▸ ASSIGNMENT
Every line below should be repeated exactly as written.

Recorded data
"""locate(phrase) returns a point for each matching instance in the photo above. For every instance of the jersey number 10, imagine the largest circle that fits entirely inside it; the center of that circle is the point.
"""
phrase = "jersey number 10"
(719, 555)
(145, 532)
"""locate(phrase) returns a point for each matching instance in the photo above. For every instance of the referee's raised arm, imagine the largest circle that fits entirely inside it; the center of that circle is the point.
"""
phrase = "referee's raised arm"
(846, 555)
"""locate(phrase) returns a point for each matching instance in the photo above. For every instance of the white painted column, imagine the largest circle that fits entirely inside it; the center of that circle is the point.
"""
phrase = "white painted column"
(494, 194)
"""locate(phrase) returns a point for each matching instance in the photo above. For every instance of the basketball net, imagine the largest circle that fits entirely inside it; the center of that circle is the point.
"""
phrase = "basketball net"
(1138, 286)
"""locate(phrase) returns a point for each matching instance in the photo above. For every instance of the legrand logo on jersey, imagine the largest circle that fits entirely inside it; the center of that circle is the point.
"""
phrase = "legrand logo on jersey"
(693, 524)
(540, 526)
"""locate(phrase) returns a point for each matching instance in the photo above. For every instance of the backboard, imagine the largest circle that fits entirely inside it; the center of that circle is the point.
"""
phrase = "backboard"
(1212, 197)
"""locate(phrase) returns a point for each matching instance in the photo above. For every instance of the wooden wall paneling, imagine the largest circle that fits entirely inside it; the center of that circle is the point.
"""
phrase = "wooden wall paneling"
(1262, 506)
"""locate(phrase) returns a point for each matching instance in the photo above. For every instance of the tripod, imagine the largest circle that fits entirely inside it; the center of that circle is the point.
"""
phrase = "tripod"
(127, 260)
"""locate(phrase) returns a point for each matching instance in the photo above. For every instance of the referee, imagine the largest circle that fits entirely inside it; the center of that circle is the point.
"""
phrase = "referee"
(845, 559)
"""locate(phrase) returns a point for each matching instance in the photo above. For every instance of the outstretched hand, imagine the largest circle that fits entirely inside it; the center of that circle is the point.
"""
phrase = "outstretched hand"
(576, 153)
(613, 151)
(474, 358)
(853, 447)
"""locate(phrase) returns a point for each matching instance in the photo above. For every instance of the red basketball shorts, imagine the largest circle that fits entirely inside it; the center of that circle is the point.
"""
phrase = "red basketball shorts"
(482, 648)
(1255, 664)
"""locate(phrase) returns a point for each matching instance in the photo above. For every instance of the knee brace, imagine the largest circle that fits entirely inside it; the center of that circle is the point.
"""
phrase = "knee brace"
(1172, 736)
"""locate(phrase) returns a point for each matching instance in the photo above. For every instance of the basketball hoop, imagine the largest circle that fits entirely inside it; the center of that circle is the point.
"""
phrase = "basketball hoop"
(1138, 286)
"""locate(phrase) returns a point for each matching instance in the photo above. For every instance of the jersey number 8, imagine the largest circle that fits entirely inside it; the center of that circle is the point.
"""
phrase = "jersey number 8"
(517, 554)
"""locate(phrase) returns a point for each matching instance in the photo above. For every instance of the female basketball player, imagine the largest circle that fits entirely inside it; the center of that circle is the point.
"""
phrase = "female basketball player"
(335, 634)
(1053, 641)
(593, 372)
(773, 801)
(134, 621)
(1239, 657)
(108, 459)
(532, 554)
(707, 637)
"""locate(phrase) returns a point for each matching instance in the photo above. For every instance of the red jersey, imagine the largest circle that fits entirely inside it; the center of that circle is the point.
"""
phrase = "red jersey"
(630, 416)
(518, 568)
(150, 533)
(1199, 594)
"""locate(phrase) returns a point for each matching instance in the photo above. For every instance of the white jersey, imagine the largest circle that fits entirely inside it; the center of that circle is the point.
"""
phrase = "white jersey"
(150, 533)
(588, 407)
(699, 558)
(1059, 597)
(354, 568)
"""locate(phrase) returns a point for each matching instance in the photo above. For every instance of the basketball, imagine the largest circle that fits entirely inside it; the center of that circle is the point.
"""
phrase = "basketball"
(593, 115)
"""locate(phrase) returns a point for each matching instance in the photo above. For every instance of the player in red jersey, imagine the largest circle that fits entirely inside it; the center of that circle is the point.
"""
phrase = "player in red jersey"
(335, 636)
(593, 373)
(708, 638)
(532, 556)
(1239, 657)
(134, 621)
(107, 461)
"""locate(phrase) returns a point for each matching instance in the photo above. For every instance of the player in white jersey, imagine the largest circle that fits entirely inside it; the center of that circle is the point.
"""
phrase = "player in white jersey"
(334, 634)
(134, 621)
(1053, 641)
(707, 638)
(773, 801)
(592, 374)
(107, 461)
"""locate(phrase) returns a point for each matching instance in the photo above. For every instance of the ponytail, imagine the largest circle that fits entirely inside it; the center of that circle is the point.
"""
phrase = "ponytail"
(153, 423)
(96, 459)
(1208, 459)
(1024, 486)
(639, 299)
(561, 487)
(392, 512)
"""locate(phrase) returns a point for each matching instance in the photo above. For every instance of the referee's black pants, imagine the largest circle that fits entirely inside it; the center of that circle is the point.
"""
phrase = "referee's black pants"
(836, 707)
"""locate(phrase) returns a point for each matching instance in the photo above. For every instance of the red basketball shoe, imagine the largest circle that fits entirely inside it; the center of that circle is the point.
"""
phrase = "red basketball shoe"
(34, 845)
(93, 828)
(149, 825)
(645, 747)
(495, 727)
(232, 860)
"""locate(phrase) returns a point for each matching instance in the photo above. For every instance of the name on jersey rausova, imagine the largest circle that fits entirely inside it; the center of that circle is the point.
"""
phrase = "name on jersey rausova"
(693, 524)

▸ WORKED SOLUTION
"""locate(phrase) returns a point for each matching instance in the photo above. For every instance of the jersey number 10, imagine the largest circle that fits entirely inside it; the center of that circle is the point.
"""
phrase = "jersey number 10"
(719, 555)
(145, 532)
"""locate(phrase) returns a point for each matching instance in the photo above. For every instance of the referee's raised arm, imagine the largest circle that fits entirely inside it; the center of that circle is the point.
"""
phrase = "referee's raised arm"
(846, 555)
"""locate(phrase) returns a point for each matching instance in the photo above. For every instance of the white painted column, imagine the largest circle that fits entirely inside it; the center of that circle is the point.
"""
phrase = "white painted column"
(494, 194)
"""locate(phrase) returns a point for each matching instance in the photo above. For every instance of the basketball net, imagine the largest circle that fits entirely inside it; the center of that circle is the point.
"""
phrase = "basketball net"
(1138, 286)
"""locate(phrase) returns a point for each matching instance in the photo above. For every instance of the legrand logo on jersey, imagine the largest circle that fits entirely inside it; the center of that circle is the point.
"""
phrase = "legrand logo on jersey"
(693, 524)
(540, 526)
"""locate(phrase) returns a point for each matching instance in the photo above. For every instance of the backboard, imagine the largest circle that fits entirely inside it; the center of that circle is the point.
"""
phrase = "backboard"
(1212, 197)
"""locate(phrase) returns a point for each matching instance in the photo above. For every instance of the wooden wall paneling, imagine the largest circle that fits entirely inside it; the center of that circle is the point.
"""
phrase = "wooden wall paneling"
(1262, 506)
"""locate(phrase) returns a point for each matching instance in the photo above. For every instance of the tripod, imagine the largest circle that fits entirely inside it; the center of that circle is the point.
"""
phrase = "tripod"
(127, 260)
"""locate(phrase) returns a point for each matching instance in the photo above. For every instance of the referee, imagine the largest circle that fits entirely inside it; the center of that circle is the point.
"""
phrase = "referee"
(845, 559)
"""locate(phrase) returns a point for each matching instance in the photo above. For every instance of the outstretched hand, imagine the largest circle that fits entirely inside it; the center of that circle is the point.
"""
phrase = "outstretched hand"
(576, 153)
(613, 151)
(474, 358)
(853, 447)
"""locate(phrase) returns a point for each matching instance in the photo above. For every instance of the red basketball shorts, imagine the largest circle that fits entirely inside it; the center of that circle is the point.
"""
phrase = "red basketball shorts"
(482, 648)
(1255, 664)
"""locate(phrase) returns a point for each matching instance in the photo above. For every instance of the knee brace, imagine the largest circle that fits entirely inside it; the center of that circle is the point.
"""
phrase = "knee brace"
(1172, 736)
"""locate(phrase) returns a point for each matching instance in the photo above. For every instance of the basketball hoop, imagine the largest circle that fits entirely inside it; the center of that circle is the point.
"""
phrase = "basketball hoop"
(1138, 286)
"""locate(phrase) returns a point for each matching instance in the photo above. For every instance of the jersey number 8, imagine the largest circle that fits entirely inside it; the center of that circle is the point.
"""
phrase = "jersey number 8"
(517, 554)
"""locate(phrase) returns a point for each matching instance in the photo above. For every instance of the female basketball player, imagine the largest circle that fits entirely inside it; the center of that circle is the point.
"""
phrase = "female basketball player"
(335, 634)
(1053, 641)
(593, 372)
(773, 801)
(134, 621)
(1239, 657)
(108, 459)
(532, 554)
(707, 637)
"""locate(phrase) returns a point for each matching instance in the photo above. For every instance of the red jersey, imagine the largest circle that fits entirely inside it; the center of that circle is the point.
"""
phrase = "red jersey"
(630, 416)
(518, 568)
(150, 533)
(1199, 594)
"""locate(phrase) returns a point for each matching instance in the photo above. For every instance of the white jersey, imagine the largest circle that fits entirely inside it; the center of that circle is the point.
"""
phrase = "white jersey"
(150, 533)
(588, 407)
(699, 558)
(1059, 597)
(354, 568)
"""locate(phrase) returns a point for each matching instance in the photo above. For every instance of the basketball, imagine the largest circle that fits entirely inside it; the center of that circle is the point.
"""
phrase = "basketball"
(593, 115)
"""locate(phrase) returns a point for each matching instance in the photo above. For every instance of the player in red jersey, imagine the largest circle that fits entirely inside it; the center of that circle is the point.
"""
phrase = "player in red jersey"
(335, 636)
(593, 373)
(708, 638)
(532, 556)
(1239, 657)
(134, 621)
(107, 461)
"""locate(phrase) returns a point for each matching instance in the photo above. For every instance of the player in white jersey, imagine the largest circle that fits entirely inside it; the center of that circle is the point.
"""
phrase = "player in white jersey"
(334, 634)
(134, 621)
(1053, 641)
(707, 638)
(773, 801)
(592, 374)
(107, 461)
"""locate(phrase) returns a point for each matching instance in the photo above. For every instance of the ponytail, imagine the largest circle that fits entirely inside it; the center of that circle is the point.
"""
phrase = "ponytail"
(153, 423)
(96, 459)
(1208, 459)
(1024, 486)
(639, 299)
(561, 487)
(392, 512)
"""locate(phrase) returns a point for each matching instance in the photo above. For every instance of the referee's black pants, imagine the largest circle that fits entirely inside it; the center of that circle is the point.
"""
phrase = "referee's black pants"
(836, 707)
"""locate(phrase) returns a point for each matching instance in the photo above. For every instance of the red basketball shoe, imagine the largest circle that fits entirely inside it; the center of that circle is the point.
"""
phrase = "red basketball shoe"
(34, 845)
(93, 828)
(149, 825)
(645, 747)
(495, 727)
(232, 860)
"""locate(phrase) returns a point for each matching instance in the photo above. For every instance of the name on jersey rausova, imagine the largest circle that fits entirely inside it; the center of that circle is the point.
"""
phrase = "name on jersey rausova"
(693, 524)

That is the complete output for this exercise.